* **Extract to read**:
>>>>>

Address
Posted by Literary Titan

In Address, author Sosena Audain starts with the apparently local mystery of Professor Patrick Shelby, a nanotechnology scholar found dead at Clymer University, his organs inexplicably necrosed, and then keeps widening the aperture until the case pulls in campus politics, military backgrounds, false identities, Russian operatives, and finally a threat tied to the President’s State of the Union. The novel moves through alternating first-person voices, especially Henry Chu, Braum Madaki, and Camilla Rivera, so the investigation feels less like a straight procedural than a relay race of temperament, wit, and concealed histories. By the end, what begins as a murder puzzle has become a full-blooded national-security thriller.
This book doesn’t think small. I felt that almost immediately in Henry’s opening chapters, where grief, comedy, and suspicion all jostle in the same paragraph, and again when Braum and Camilla enter with their almost mythic résumés and clipped self-possession. That could have turned pompous, but Audain often saves it by letting personality cut against polish: Henry is impulsive and oddly charming, Camilla is serrated and funny, Braum is so controlled he becomes entertaining by sheer force of restraint. I enjoyed the friction among the trio more than any single clue. Their banter gives the novel voltage, and the first-person rotation keeps the story from settling into one flavor for too long.

<<<<<

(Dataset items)
>>>>>

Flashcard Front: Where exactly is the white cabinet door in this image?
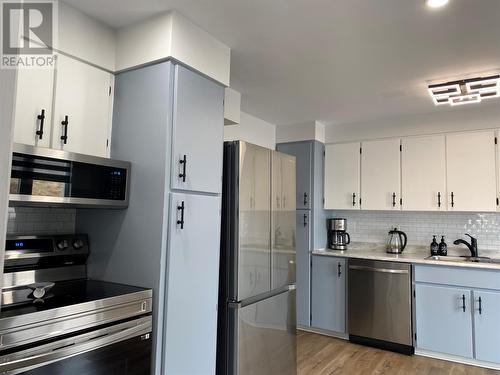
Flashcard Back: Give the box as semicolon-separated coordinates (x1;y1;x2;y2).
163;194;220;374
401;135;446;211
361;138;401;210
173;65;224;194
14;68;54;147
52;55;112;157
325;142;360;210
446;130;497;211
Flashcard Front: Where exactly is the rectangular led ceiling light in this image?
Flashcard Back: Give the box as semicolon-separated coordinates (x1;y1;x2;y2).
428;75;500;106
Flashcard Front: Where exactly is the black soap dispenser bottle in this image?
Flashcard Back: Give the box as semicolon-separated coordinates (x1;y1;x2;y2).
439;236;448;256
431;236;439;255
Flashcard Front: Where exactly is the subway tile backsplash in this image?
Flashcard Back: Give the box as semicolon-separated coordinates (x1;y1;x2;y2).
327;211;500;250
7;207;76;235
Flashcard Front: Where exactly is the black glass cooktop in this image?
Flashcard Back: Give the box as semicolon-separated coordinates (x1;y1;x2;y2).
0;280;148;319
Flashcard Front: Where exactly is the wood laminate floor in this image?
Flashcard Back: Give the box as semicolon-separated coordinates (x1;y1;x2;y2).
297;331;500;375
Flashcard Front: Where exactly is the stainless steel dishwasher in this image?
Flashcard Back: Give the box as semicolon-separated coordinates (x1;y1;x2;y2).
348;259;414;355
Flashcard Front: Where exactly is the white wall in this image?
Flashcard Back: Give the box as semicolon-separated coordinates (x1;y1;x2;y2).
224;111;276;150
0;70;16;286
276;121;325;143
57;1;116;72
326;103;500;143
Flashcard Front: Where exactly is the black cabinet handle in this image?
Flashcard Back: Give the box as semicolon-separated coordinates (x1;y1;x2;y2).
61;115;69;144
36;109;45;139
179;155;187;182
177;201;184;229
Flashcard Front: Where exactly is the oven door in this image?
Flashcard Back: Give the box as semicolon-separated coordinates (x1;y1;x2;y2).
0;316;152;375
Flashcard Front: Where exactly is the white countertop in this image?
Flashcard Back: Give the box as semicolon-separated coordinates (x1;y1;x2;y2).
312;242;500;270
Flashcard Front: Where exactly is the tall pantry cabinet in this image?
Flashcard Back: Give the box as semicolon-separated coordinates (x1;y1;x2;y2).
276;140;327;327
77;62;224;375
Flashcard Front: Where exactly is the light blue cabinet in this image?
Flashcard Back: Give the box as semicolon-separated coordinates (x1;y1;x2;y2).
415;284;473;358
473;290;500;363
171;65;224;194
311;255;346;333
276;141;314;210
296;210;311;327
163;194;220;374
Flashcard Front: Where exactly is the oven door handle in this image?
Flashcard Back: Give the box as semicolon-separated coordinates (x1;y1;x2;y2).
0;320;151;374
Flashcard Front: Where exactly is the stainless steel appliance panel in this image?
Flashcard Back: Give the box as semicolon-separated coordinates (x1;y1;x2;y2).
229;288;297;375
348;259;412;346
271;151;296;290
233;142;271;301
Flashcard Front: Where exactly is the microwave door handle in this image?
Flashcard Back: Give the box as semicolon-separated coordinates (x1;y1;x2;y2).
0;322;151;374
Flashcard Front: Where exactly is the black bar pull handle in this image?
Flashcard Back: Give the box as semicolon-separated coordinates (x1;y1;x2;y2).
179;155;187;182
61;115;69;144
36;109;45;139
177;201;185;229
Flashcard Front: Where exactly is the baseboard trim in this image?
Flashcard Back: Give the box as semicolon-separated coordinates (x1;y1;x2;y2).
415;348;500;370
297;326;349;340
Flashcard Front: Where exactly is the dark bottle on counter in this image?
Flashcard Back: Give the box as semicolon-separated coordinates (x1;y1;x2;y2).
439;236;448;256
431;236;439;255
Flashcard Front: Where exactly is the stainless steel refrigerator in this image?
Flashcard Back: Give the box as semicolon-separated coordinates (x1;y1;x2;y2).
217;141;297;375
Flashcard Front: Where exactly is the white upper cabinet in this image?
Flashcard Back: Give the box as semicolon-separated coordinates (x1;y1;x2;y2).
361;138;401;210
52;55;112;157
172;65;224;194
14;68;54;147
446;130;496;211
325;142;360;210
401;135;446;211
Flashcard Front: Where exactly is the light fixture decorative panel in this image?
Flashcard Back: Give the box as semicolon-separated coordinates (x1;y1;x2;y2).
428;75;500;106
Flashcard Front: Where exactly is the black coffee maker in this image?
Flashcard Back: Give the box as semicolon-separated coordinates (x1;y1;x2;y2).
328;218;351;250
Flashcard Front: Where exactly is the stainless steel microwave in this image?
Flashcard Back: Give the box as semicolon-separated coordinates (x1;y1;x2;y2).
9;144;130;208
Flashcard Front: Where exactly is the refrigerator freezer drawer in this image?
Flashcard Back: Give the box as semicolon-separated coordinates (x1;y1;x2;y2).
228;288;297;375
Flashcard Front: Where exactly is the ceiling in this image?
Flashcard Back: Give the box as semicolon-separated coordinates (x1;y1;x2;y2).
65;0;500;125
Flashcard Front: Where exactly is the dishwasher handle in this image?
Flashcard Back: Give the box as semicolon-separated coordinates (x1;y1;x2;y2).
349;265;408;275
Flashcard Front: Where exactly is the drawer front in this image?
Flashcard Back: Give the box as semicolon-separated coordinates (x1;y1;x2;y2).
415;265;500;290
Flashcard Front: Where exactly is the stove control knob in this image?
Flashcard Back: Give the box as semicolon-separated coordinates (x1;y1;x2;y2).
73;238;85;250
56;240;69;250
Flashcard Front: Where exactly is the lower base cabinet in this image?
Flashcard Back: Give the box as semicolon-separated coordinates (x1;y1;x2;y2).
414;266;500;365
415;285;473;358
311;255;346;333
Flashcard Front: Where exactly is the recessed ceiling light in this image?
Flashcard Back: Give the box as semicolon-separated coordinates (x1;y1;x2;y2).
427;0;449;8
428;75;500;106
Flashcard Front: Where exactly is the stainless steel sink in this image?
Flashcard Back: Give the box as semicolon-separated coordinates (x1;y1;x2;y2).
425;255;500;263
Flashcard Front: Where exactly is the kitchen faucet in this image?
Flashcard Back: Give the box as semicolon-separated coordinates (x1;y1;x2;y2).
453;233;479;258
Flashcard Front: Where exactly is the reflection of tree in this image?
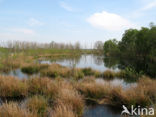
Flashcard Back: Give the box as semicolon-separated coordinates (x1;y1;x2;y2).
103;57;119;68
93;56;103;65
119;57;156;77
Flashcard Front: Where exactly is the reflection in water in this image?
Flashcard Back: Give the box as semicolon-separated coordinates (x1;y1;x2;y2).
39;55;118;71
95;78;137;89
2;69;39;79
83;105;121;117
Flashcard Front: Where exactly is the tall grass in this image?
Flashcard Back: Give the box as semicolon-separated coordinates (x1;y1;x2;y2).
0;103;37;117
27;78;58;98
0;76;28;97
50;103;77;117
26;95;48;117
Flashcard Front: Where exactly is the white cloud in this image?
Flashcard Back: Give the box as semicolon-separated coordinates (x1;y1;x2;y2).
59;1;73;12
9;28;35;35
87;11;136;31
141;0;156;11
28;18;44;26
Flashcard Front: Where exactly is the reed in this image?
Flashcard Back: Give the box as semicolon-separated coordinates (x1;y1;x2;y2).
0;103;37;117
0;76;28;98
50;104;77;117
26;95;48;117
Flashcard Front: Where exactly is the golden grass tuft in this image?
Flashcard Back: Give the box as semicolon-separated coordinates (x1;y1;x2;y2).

<<<<<

* **Brief**: Extend the review of the novel Address, picking up right after its final sentence. These rows were drawn from a separate source.

* **The reply**:
I also admired the book’s willingness to be a little extravagant. Address is not shy about melodrama, high competence, or sudden escalations, and I think it works best when it embraces that rather than apologizing for it. The shift from campus homicide to geopolitical plot is audacious. It’s sometimes baroque, but never dull. The prose and characterization sometimes announce themselves so emphatically that subtlety gets elbowed aside. Still, I would rather read a thriller that lunges than one that sleepwalks. This one lunges. It has the logic of a fever dream wrapped around the chassis of a procedural, and that combination kept me reading even when I could feel the gears grinding.
I’d hand this to readers who enjoy political thrillers, espionage thrillers, mystery, and conspiracy fiction, especially people who like their suspense brisk, high-stakes, and unabashedly cinematic. It will likely appeal more to fans of Brad Thor or Vince Flynn than to readers looking for the hush and exactitude of a classic puzzle mystery, though there is a bit of Dan Brown-style momentum in the way one revelation kicks open the next door. Address is a thriller that keeps widening the room until the walls are basically the nation.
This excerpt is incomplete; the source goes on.